- _Point labeling data from photos_:
★ ★ ★

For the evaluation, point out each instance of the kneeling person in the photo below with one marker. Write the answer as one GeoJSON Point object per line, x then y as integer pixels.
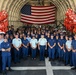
{"type": "Point", "coordinates": [33, 43]}
{"type": "Point", "coordinates": [6, 55]}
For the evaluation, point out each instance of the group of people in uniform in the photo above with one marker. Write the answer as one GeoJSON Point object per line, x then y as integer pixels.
{"type": "Point", "coordinates": [42, 42]}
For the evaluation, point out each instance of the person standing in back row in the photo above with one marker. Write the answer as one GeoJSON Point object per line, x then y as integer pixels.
{"type": "Point", "coordinates": [74, 52]}
{"type": "Point", "coordinates": [33, 44]}
{"type": "Point", "coordinates": [51, 50]}
{"type": "Point", "coordinates": [42, 46]}
{"type": "Point", "coordinates": [16, 44]}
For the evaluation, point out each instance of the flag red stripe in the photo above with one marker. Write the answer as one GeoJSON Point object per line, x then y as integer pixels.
{"type": "Point", "coordinates": [37, 17]}
{"type": "Point", "coordinates": [37, 22]}
{"type": "Point", "coordinates": [40, 15]}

★ ★ ★

- _Task goal_:
Write out again, word for word, the lines beginning with the line that contains "For the evaluation, point out each instance of the person" and continuing through the last line of the records, with both ends included.

- _Answer below_:
For the evaluation, point out each instance of the person standing in back row in the photo above with one marker. Write the answer as one GeoJSON Point object per line, x then y as integer pixels.
{"type": "Point", "coordinates": [74, 52]}
{"type": "Point", "coordinates": [33, 44]}
{"type": "Point", "coordinates": [51, 50]}
{"type": "Point", "coordinates": [42, 46]}
{"type": "Point", "coordinates": [16, 44]}
For the evaluation, point out each instance of the flag red stripe in the photo above with one marker. Write the answer as one GeoJSON Point object per line, x then y as integer pixels.
{"type": "Point", "coordinates": [37, 17]}
{"type": "Point", "coordinates": [37, 22]}
{"type": "Point", "coordinates": [40, 15]}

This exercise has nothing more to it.